Location identification items:
**********

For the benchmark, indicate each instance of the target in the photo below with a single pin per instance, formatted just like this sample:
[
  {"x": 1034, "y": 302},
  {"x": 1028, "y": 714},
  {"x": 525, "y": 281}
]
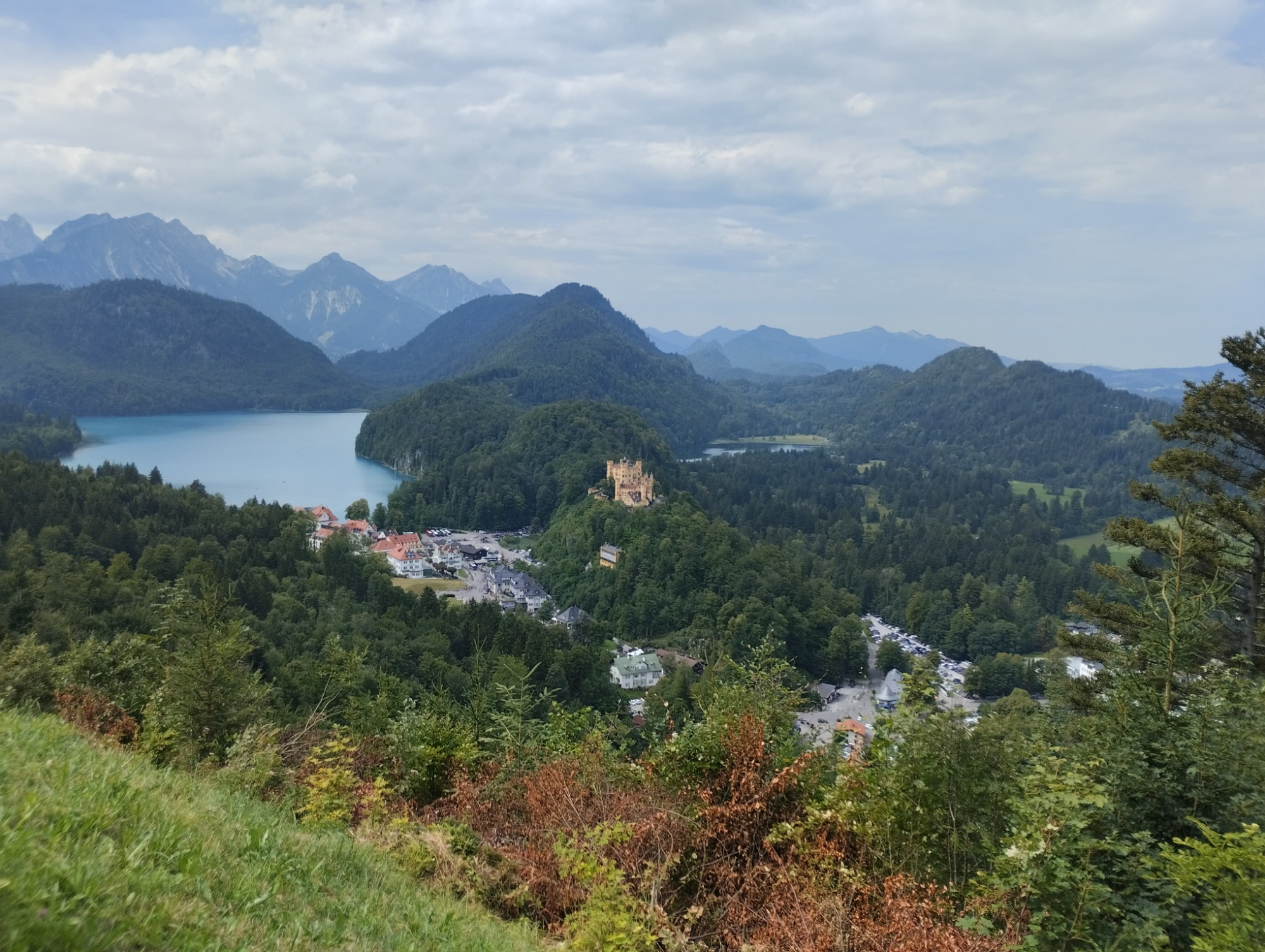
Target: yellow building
[{"x": 632, "y": 486}]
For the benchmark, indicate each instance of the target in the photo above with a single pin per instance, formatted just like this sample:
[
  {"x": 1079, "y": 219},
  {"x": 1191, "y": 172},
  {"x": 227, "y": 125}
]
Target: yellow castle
[{"x": 632, "y": 486}]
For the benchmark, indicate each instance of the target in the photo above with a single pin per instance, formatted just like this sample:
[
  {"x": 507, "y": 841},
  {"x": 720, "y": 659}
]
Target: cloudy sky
[{"x": 1073, "y": 180}]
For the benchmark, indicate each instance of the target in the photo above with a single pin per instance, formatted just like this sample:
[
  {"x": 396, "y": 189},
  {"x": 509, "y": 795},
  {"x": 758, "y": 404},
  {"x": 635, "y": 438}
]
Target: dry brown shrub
[
  {"x": 904, "y": 915},
  {"x": 94, "y": 713},
  {"x": 523, "y": 815},
  {"x": 742, "y": 867}
]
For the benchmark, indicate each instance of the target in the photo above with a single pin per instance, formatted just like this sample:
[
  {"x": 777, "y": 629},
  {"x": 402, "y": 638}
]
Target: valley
[{"x": 871, "y": 576}]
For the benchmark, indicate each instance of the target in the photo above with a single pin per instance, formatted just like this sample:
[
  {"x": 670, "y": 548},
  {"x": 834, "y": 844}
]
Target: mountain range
[
  {"x": 142, "y": 347},
  {"x": 333, "y": 303},
  {"x": 723, "y": 354},
  {"x": 17, "y": 237},
  {"x": 771, "y": 354},
  {"x": 566, "y": 345}
]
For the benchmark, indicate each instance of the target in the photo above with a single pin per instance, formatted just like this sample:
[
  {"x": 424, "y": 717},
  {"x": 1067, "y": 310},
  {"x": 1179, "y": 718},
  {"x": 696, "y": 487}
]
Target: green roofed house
[{"x": 642, "y": 670}]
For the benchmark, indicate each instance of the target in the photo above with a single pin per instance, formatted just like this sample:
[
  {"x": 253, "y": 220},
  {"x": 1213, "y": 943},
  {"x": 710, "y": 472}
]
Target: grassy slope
[
  {"x": 102, "y": 851},
  {"x": 1021, "y": 489}
]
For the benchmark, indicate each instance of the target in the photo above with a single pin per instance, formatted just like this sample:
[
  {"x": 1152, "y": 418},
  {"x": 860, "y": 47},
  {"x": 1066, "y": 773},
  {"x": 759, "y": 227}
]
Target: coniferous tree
[{"x": 1221, "y": 428}]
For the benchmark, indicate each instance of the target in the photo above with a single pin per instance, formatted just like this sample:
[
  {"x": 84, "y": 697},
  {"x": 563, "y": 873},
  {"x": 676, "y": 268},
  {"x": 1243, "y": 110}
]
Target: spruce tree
[{"x": 1221, "y": 459}]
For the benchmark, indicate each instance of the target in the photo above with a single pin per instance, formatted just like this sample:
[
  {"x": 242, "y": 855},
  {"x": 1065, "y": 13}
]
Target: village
[{"x": 486, "y": 566}]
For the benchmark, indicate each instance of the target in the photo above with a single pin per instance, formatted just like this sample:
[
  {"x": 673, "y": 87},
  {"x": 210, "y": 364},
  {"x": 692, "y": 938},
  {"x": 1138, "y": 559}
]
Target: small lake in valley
[
  {"x": 303, "y": 459},
  {"x": 713, "y": 450}
]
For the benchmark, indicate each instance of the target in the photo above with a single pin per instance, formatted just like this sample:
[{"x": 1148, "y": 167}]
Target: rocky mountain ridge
[{"x": 333, "y": 303}]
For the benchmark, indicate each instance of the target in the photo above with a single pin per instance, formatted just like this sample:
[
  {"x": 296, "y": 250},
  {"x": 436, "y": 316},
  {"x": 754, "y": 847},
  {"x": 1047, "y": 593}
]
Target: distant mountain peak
[
  {"x": 17, "y": 237},
  {"x": 443, "y": 289}
]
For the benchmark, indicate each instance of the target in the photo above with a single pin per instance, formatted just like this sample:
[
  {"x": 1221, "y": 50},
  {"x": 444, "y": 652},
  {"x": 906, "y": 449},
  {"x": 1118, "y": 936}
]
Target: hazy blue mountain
[
  {"x": 333, "y": 303},
  {"x": 776, "y": 352},
  {"x": 908, "y": 350},
  {"x": 142, "y": 347},
  {"x": 343, "y": 308},
  {"x": 442, "y": 289},
  {"x": 569, "y": 343},
  {"x": 719, "y": 335},
  {"x": 102, "y": 247},
  {"x": 17, "y": 237},
  {"x": 670, "y": 341},
  {"x": 1159, "y": 383}
]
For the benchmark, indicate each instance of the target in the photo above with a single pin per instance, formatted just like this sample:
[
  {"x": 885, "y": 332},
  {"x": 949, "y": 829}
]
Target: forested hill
[
  {"x": 567, "y": 345},
  {"x": 39, "y": 436},
  {"x": 483, "y": 460},
  {"x": 968, "y": 408},
  {"x": 139, "y": 347}
]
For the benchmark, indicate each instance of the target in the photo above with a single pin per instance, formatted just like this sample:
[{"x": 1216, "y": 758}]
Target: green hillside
[
  {"x": 102, "y": 851},
  {"x": 481, "y": 460},
  {"x": 39, "y": 436},
  {"x": 140, "y": 347},
  {"x": 567, "y": 345}
]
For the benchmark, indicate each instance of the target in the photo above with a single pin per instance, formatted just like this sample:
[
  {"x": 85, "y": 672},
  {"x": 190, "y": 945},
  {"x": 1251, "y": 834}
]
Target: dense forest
[
  {"x": 967, "y": 409},
  {"x": 141, "y": 347},
  {"x": 489, "y": 753},
  {"x": 483, "y": 755},
  {"x": 36, "y": 435},
  {"x": 483, "y": 461},
  {"x": 97, "y": 566},
  {"x": 567, "y": 345}
]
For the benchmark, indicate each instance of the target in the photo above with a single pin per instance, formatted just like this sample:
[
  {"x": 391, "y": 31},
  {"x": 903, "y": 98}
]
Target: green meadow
[{"x": 99, "y": 850}]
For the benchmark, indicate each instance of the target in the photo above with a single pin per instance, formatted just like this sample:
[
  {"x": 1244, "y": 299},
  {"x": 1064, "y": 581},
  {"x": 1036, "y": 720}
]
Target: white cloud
[{"x": 877, "y": 160}]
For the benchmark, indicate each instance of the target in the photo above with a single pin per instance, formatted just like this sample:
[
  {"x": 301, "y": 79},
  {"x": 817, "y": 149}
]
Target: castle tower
[{"x": 633, "y": 486}]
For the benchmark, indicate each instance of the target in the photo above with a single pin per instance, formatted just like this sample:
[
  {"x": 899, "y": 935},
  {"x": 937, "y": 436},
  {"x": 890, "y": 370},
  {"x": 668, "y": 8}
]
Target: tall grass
[{"x": 102, "y": 851}]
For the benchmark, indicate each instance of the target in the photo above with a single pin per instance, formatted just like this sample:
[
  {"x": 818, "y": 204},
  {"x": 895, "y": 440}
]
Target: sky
[{"x": 1066, "y": 180}]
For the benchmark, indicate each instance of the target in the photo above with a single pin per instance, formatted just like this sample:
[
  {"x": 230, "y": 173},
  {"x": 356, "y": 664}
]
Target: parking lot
[{"x": 858, "y": 702}]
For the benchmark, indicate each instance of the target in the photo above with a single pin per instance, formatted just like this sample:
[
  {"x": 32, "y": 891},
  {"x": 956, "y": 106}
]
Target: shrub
[{"x": 93, "y": 713}]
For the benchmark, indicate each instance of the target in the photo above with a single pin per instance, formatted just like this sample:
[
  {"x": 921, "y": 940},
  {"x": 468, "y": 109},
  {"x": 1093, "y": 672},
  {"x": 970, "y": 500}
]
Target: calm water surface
[{"x": 303, "y": 459}]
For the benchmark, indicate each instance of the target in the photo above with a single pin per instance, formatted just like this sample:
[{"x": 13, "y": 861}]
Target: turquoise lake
[{"x": 303, "y": 459}]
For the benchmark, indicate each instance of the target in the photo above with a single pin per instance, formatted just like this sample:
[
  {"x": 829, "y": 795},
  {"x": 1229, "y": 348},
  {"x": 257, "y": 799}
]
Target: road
[{"x": 479, "y": 580}]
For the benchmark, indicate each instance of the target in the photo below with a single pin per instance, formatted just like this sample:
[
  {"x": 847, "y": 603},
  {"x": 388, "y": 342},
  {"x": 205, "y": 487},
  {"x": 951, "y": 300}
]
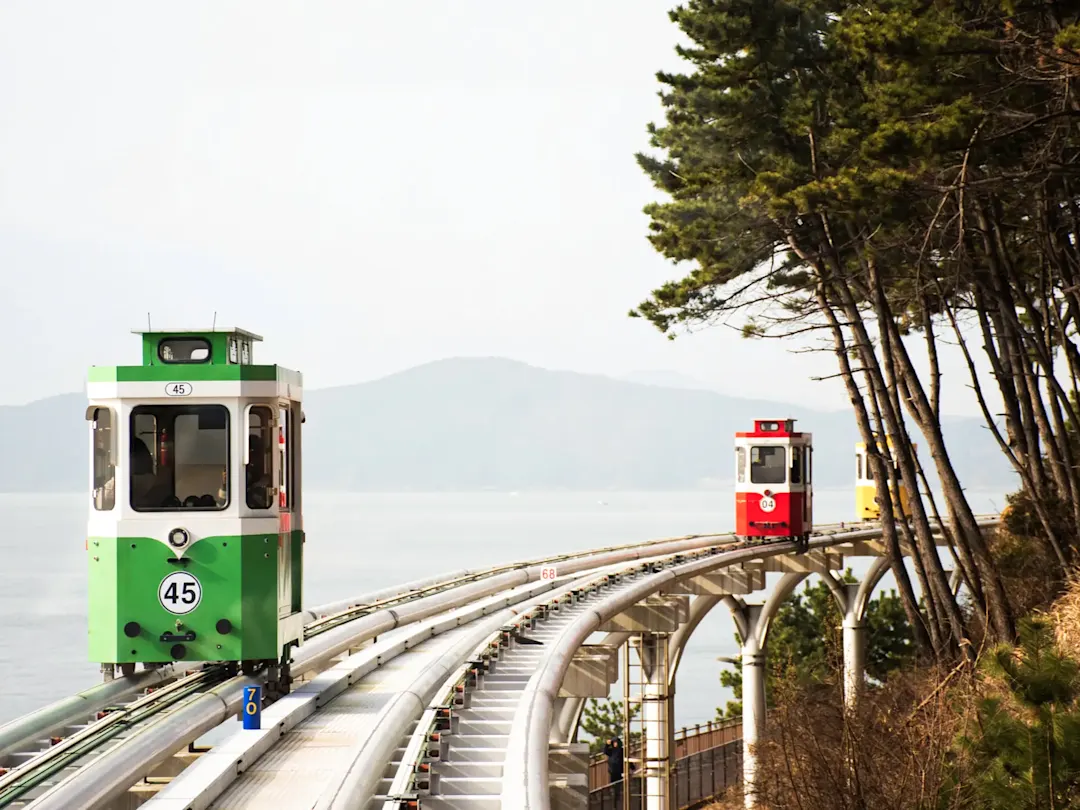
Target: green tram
[{"x": 196, "y": 535}]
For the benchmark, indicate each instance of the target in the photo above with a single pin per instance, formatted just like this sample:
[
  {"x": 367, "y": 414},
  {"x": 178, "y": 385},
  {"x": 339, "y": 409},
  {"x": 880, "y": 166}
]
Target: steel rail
[
  {"x": 70, "y": 711},
  {"x": 525, "y": 772},
  {"x": 34, "y": 772},
  {"x": 441, "y": 584},
  {"x": 407, "y": 781},
  {"x": 359, "y": 785},
  {"x": 178, "y": 729},
  {"x": 204, "y": 781},
  {"x": 116, "y": 770},
  {"x": 55, "y": 716}
]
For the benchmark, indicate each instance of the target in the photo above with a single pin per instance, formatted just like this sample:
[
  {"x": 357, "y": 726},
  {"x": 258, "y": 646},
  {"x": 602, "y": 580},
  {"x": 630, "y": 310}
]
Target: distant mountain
[
  {"x": 493, "y": 423},
  {"x": 666, "y": 379}
]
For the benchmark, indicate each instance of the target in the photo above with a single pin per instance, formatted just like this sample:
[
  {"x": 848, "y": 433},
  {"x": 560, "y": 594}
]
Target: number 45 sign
[{"x": 179, "y": 593}]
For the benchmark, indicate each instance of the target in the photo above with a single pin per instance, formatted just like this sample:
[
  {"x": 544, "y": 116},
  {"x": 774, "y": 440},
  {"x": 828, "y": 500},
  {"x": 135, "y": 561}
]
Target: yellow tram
[{"x": 867, "y": 507}]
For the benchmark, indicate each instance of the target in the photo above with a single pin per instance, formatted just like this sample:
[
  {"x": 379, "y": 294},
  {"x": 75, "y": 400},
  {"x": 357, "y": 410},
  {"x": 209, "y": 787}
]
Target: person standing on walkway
[{"x": 612, "y": 750}]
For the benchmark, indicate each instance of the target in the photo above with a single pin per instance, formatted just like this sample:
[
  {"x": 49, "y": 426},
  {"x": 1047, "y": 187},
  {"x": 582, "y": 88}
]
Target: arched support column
[
  {"x": 699, "y": 609},
  {"x": 568, "y": 711},
  {"x": 752, "y": 622},
  {"x": 852, "y": 598}
]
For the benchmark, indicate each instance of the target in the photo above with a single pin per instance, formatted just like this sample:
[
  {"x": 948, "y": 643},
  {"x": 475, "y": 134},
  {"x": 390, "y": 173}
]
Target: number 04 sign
[{"x": 179, "y": 593}]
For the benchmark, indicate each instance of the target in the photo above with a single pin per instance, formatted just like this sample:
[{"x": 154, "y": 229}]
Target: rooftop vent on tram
[{"x": 221, "y": 346}]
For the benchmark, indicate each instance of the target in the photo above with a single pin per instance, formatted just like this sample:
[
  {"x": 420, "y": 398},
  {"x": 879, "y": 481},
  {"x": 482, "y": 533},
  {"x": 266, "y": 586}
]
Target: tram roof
[{"x": 189, "y": 331}]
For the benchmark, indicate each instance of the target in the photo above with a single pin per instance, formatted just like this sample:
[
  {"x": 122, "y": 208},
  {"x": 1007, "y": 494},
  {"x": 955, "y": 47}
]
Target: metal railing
[
  {"x": 688, "y": 740},
  {"x": 697, "y": 777}
]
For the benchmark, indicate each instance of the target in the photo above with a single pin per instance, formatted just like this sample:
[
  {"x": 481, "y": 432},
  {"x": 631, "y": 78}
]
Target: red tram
[{"x": 773, "y": 497}]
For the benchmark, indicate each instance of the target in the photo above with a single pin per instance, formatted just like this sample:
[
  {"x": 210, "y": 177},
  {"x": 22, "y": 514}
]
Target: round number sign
[{"x": 179, "y": 593}]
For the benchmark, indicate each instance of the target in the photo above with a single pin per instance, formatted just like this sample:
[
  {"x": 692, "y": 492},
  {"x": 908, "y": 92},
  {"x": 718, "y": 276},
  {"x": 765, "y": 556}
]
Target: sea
[{"x": 361, "y": 542}]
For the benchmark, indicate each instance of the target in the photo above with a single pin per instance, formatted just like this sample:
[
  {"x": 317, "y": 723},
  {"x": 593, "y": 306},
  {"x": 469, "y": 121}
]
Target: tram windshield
[
  {"x": 768, "y": 464},
  {"x": 179, "y": 457}
]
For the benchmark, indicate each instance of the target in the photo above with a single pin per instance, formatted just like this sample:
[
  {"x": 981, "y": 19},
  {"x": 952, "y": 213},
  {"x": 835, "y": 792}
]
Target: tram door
[
  {"x": 285, "y": 498},
  {"x": 808, "y": 495}
]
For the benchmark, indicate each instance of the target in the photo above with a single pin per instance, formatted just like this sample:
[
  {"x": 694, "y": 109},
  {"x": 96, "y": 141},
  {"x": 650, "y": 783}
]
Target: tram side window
[
  {"x": 179, "y": 457},
  {"x": 768, "y": 464},
  {"x": 259, "y": 471},
  {"x": 285, "y": 446},
  {"x": 105, "y": 463}
]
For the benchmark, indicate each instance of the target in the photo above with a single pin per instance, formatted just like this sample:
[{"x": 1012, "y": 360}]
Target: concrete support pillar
[
  {"x": 567, "y": 715},
  {"x": 752, "y": 621},
  {"x": 656, "y": 720},
  {"x": 753, "y": 663},
  {"x": 854, "y": 646}
]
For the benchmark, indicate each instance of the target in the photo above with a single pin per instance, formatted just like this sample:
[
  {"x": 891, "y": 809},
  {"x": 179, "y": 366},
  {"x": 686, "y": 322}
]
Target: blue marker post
[{"x": 253, "y": 707}]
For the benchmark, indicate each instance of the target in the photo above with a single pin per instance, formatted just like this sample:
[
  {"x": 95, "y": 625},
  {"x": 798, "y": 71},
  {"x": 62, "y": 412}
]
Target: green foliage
[
  {"x": 1023, "y": 750},
  {"x": 805, "y": 642},
  {"x": 604, "y": 719}
]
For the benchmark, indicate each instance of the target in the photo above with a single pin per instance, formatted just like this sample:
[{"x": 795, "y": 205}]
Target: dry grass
[{"x": 1065, "y": 615}]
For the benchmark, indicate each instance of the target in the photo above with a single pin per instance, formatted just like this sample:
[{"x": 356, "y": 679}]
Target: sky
[{"x": 369, "y": 186}]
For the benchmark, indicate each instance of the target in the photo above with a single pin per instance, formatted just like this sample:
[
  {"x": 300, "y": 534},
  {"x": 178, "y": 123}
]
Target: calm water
[{"x": 358, "y": 543}]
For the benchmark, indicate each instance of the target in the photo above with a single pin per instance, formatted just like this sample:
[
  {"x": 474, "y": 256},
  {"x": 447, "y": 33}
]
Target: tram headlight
[{"x": 178, "y": 538}]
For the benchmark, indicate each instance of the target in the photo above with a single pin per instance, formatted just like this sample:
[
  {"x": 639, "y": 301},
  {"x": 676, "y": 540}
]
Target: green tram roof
[{"x": 212, "y": 331}]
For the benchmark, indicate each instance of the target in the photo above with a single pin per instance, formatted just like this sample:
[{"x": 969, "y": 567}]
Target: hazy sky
[{"x": 368, "y": 185}]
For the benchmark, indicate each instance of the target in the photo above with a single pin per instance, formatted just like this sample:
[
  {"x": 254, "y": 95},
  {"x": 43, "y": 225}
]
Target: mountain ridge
[{"x": 472, "y": 423}]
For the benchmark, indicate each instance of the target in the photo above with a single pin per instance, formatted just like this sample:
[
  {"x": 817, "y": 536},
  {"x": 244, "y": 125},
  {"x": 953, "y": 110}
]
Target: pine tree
[
  {"x": 604, "y": 719},
  {"x": 1023, "y": 750}
]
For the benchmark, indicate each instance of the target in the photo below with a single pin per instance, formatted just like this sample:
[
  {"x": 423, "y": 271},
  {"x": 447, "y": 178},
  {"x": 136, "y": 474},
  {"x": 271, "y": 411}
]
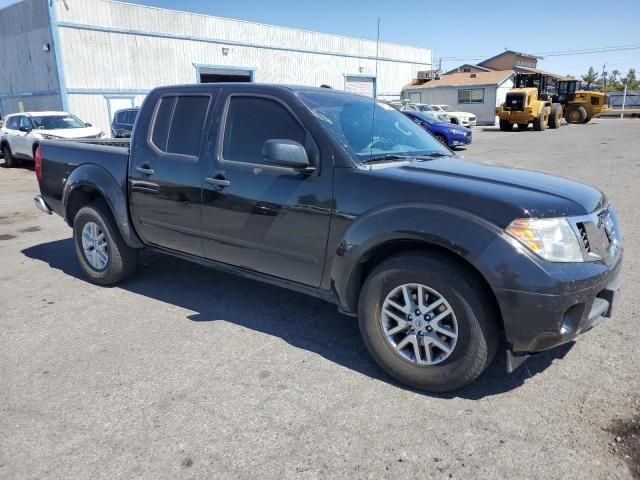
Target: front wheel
[
  {"x": 103, "y": 255},
  {"x": 426, "y": 323}
]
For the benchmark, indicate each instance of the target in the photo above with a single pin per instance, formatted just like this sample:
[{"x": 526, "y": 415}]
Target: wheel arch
[
  {"x": 458, "y": 235},
  {"x": 89, "y": 183}
]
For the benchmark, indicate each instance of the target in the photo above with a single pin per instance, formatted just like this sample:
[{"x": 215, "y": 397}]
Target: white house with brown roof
[{"x": 475, "y": 92}]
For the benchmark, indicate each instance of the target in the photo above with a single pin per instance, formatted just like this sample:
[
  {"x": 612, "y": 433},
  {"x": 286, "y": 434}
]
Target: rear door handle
[
  {"x": 145, "y": 170},
  {"x": 220, "y": 182}
]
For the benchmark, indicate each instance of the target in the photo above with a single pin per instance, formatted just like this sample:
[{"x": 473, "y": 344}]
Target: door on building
[
  {"x": 222, "y": 74},
  {"x": 116, "y": 103},
  {"x": 360, "y": 85}
]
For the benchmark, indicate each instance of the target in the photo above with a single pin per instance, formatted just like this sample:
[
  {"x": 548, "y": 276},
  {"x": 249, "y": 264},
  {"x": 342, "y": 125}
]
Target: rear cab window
[
  {"x": 251, "y": 121},
  {"x": 178, "y": 124}
]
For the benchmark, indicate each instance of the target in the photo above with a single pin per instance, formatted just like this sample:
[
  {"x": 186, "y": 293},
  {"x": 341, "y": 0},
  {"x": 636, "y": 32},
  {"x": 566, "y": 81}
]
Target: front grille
[
  {"x": 599, "y": 235},
  {"x": 514, "y": 102}
]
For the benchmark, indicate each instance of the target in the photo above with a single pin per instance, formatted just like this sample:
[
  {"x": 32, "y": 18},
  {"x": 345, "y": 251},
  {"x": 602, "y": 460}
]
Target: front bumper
[
  {"x": 538, "y": 322},
  {"x": 545, "y": 304}
]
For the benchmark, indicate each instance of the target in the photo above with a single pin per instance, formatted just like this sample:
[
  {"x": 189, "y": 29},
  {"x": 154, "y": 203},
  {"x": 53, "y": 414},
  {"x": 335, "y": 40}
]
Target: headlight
[{"x": 552, "y": 239}]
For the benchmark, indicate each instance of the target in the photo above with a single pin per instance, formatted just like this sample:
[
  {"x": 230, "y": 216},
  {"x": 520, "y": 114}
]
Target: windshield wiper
[
  {"x": 432, "y": 155},
  {"x": 386, "y": 158}
]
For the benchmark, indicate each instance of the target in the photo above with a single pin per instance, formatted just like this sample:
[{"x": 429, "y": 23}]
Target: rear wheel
[
  {"x": 576, "y": 114},
  {"x": 556, "y": 116},
  {"x": 426, "y": 323},
  {"x": 540, "y": 122},
  {"x": 506, "y": 126},
  {"x": 103, "y": 255},
  {"x": 9, "y": 159}
]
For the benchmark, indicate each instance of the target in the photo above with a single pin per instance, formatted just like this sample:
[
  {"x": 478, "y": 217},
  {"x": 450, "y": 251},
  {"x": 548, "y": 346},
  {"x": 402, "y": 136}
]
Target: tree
[{"x": 590, "y": 77}]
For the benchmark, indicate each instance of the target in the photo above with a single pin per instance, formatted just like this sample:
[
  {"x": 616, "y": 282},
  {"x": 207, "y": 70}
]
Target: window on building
[
  {"x": 251, "y": 121},
  {"x": 471, "y": 95},
  {"x": 178, "y": 124}
]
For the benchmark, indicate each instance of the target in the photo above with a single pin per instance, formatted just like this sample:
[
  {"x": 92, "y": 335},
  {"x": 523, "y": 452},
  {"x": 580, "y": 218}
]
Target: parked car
[
  {"x": 423, "y": 107},
  {"x": 441, "y": 259},
  {"x": 450, "y": 135},
  {"x": 465, "y": 119},
  {"x": 23, "y": 132},
  {"x": 123, "y": 121}
]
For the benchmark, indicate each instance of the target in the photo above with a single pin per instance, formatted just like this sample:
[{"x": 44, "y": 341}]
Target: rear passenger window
[
  {"x": 251, "y": 121},
  {"x": 179, "y": 123}
]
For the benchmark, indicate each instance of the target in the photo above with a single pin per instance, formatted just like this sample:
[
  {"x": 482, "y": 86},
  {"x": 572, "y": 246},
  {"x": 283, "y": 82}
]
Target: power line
[{"x": 557, "y": 53}]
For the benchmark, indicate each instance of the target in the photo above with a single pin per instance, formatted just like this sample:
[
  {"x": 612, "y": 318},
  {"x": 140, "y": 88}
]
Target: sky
[{"x": 469, "y": 30}]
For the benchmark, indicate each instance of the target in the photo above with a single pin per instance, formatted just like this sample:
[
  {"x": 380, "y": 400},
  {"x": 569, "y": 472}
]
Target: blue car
[{"x": 449, "y": 134}]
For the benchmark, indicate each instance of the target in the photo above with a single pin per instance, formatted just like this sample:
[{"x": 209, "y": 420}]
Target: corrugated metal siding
[
  {"x": 106, "y": 62},
  {"x": 24, "y": 66}
]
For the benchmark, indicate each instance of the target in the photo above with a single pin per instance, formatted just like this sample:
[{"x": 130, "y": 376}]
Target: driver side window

**********

Report each line of the material above that contains the string "sign", reproducing every such line in full.

Target: number 45 sign
Target: number 04 sign
Target: round number sign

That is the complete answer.